* Begin *
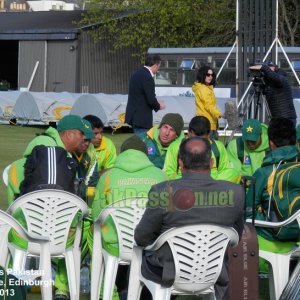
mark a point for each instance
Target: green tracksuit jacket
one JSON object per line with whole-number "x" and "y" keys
{"x": 132, "y": 176}
{"x": 264, "y": 188}
{"x": 156, "y": 152}
{"x": 51, "y": 138}
{"x": 252, "y": 159}
{"x": 106, "y": 154}
{"x": 223, "y": 171}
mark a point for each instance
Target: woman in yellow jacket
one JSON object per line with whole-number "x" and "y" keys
{"x": 205, "y": 99}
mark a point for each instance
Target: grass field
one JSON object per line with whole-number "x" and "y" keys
{"x": 13, "y": 141}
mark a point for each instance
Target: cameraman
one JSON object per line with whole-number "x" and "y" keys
{"x": 277, "y": 90}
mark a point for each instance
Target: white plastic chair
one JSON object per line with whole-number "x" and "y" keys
{"x": 8, "y": 222}
{"x": 51, "y": 213}
{"x": 126, "y": 214}
{"x": 5, "y": 175}
{"x": 280, "y": 262}
{"x": 198, "y": 253}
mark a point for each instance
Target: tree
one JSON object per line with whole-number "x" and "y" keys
{"x": 163, "y": 23}
{"x": 177, "y": 23}
{"x": 289, "y": 17}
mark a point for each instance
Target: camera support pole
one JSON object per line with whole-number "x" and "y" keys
{"x": 276, "y": 42}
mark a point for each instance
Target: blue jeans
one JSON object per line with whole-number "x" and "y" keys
{"x": 139, "y": 130}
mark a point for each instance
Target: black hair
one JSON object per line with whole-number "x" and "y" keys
{"x": 94, "y": 120}
{"x": 200, "y": 126}
{"x": 195, "y": 153}
{"x": 201, "y": 74}
{"x": 152, "y": 59}
{"x": 282, "y": 132}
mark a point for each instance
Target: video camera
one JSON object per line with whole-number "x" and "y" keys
{"x": 258, "y": 80}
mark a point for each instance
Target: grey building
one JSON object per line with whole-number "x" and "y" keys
{"x": 49, "y": 51}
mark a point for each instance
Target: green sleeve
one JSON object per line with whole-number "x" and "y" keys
{"x": 224, "y": 170}
{"x": 102, "y": 195}
{"x": 258, "y": 190}
{"x": 111, "y": 158}
{"x": 234, "y": 161}
{"x": 170, "y": 166}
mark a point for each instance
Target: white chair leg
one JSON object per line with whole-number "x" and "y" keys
{"x": 96, "y": 264}
{"x": 160, "y": 293}
{"x": 110, "y": 274}
{"x": 19, "y": 259}
{"x": 135, "y": 286}
{"x": 45, "y": 266}
{"x": 278, "y": 273}
{"x": 72, "y": 277}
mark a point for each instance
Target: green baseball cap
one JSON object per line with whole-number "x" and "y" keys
{"x": 70, "y": 122}
{"x": 251, "y": 130}
{"x": 298, "y": 132}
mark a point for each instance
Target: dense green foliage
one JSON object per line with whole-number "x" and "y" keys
{"x": 163, "y": 23}
{"x": 141, "y": 24}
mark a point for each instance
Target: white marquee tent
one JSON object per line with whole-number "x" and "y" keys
{"x": 7, "y": 102}
{"x": 107, "y": 107}
{"x": 43, "y": 107}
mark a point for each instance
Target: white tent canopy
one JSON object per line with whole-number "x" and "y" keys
{"x": 107, "y": 107}
{"x": 7, "y": 102}
{"x": 43, "y": 107}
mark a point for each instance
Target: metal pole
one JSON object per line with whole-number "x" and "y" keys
{"x": 32, "y": 75}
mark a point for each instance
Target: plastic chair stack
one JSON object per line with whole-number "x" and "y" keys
{"x": 7, "y": 222}
{"x": 280, "y": 262}
{"x": 52, "y": 214}
{"x": 198, "y": 252}
{"x": 126, "y": 214}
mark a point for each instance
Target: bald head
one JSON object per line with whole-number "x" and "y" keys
{"x": 195, "y": 154}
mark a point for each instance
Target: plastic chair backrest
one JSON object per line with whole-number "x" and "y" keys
{"x": 8, "y": 222}
{"x": 50, "y": 213}
{"x": 126, "y": 214}
{"x": 5, "y": 175}
{"x": 260, "y": 223}
{"x": 198, "y": 252}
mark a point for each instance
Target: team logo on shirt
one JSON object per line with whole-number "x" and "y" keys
{"x": 151, "y": 150}
{"x": 247, "y": 160}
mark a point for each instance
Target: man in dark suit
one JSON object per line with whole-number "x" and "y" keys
{"x": 141, "y": 96}
{"x": 227, "y": 209}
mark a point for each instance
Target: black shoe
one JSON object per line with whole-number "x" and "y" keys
{"x": 61, "y": 295}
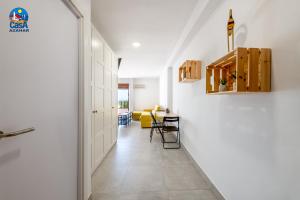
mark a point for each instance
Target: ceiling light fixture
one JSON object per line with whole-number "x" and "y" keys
{"x": 136, "y": 44}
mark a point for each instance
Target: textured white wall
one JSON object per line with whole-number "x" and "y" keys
{"x": 166, "y": 88}
{"x": 142, "y": 98}
{"x": 131, "y": 91}
{"x": 249, "y": 144}
{"x": 148, "y": 97}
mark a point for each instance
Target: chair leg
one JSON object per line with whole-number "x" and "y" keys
{"x": 177, "y": 141}
{"x": 151, "y": 134}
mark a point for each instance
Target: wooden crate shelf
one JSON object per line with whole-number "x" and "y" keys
{"x": 190, "y": 71}
{"x": 251, "y": 68}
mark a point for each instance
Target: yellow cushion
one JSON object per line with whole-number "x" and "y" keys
{"x": 157, "y": 108}
{"x": 136, "y": 115}
{"x": 146, "y": 120}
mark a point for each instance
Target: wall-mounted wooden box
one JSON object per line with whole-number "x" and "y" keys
{"x": 190, "y": 71}
{"x": 244, "y": 70}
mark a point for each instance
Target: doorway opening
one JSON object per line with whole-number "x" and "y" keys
{"x": 123, "y": 98}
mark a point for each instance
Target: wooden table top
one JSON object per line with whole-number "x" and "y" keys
{"x": 164, "y": 114}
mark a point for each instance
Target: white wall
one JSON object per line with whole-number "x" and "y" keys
{"x": 166, "y": 88}
{"x": 142, "y": 98}
{"x": 85, "y": 8}
{"x": 148, "y": 97}
{"x": 131, "y": 91}
{"x": 249, "y": 144}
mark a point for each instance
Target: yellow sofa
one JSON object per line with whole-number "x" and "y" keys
{"x": 136, "y": 115}
{"x": 146, "y": 120}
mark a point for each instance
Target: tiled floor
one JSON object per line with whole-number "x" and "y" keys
{"x": 136, "y": 169}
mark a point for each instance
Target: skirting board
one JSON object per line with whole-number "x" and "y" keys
{"x": 213, "y": 188}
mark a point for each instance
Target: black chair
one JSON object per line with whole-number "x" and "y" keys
{"x": 157, "y": 126}
{"x": 171, "y": 124}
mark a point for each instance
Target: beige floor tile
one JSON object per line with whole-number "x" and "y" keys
{"x": 183, "y": 177}
{"x": 191, "y": 195}
{"x": 136, "y": 169}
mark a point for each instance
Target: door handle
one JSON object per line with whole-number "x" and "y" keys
{"x": 16, "y": 133}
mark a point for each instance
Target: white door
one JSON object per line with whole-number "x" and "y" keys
{"x": 39, "y": 88}
{"x": 107, "y": 99}
{"x": 97, "y": 100}
{"x": 114, "y": 100}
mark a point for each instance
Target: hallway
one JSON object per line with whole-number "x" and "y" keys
{"x": 136, "y": 169}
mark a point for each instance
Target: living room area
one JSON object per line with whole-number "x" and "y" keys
{"x": 137, "y": 97}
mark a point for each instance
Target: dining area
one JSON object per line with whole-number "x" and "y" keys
{"x": 164, "y": 124}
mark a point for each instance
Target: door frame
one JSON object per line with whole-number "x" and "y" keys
{"x": 75, "y": 9}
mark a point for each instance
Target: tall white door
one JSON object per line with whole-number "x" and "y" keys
{"x": 97, "y": 99}
{"x": 39, "y": 88}
{"x": 104, "y": 98}
{"x": 107, "y": 99}
{"x": 114, "y": 100}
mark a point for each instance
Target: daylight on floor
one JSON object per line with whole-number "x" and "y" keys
{"x": 149, "y": 100}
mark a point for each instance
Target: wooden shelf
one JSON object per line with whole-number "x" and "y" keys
{"x": 190, "y": 71}
{"x": 251, "y": 68}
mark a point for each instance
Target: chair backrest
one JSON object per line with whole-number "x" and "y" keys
{"x": 171, "y": 119}
{"x": 153, "y": 118}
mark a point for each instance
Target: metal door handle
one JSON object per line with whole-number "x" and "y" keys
{"x": 16, "y": 133}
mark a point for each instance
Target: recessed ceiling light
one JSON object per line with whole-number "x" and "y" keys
{"x": 136, "y": 44}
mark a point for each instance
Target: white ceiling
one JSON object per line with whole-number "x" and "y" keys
{"x": 156, "y": 24}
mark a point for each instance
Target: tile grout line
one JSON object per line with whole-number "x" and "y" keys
{"x": 212, "y": 187}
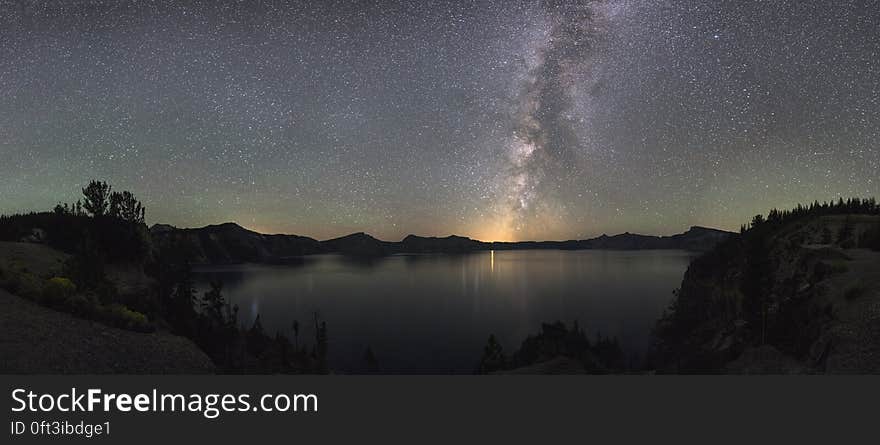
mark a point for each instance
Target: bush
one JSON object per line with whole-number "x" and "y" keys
{"x": 57, "y": 290}
{"x": 125, "y": 318}
{"x": 84, "y": 305}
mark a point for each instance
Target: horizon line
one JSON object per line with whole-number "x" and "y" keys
{"x": 361, "y": 232}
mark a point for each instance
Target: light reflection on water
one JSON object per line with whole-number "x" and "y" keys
{"x": 433, "y": 313}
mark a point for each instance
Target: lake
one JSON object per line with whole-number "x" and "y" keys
{"x": 434, "y": 313}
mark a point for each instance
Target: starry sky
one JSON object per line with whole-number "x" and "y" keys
{"x": 499, "y": 120}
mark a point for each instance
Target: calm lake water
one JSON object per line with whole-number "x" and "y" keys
{"x": 433, "y": 313}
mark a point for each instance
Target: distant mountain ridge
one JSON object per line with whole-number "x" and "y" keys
{"x": 230, "y": 243}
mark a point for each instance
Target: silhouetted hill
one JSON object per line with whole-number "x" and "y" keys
{"x": 231, "y": 243}
{"x": 695, "y": 239}
{"x": 452, "y": 243}
{"x": 358, "y": 244}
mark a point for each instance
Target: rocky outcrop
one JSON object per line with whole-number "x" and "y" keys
{"x": 38, "y": 340}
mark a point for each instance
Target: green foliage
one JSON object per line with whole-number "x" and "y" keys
{"x": 57, "y": 290}
{"x": 125, "y": 318}
{"x": 97, "y": 198}
{"x": 125, "y": 207}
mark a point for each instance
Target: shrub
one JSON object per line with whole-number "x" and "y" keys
{"x": 57, "y": 290}
{"x": 123, "y": 317}
{"x": 84, "y": 305}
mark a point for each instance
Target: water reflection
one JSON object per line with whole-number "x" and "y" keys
{"x": 433, "y": 313}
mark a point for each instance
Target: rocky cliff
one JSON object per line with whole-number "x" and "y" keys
{"x": 795, "y": 297}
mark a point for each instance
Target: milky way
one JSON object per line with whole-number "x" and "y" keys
{"x": 518, "y": 119}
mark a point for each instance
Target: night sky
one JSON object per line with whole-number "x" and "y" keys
{"x": 497, "y": 120}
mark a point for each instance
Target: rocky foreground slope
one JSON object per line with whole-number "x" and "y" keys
{"x": 796, "y": 298}
{"x": 38, "y": 340}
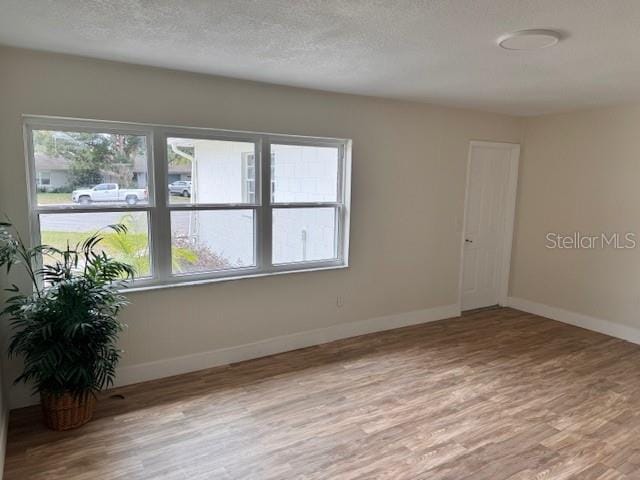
* End *
> _EXERCISE OBJECTIVE_: Identify every line in the rows above that contains the word "green" and copy each one.

> _EXPECTED ANSWER_:
Target: green tracksuit jacket
Target: green sleeve
Target: green baseball cap
Target: dense green foliage
Target: green foliage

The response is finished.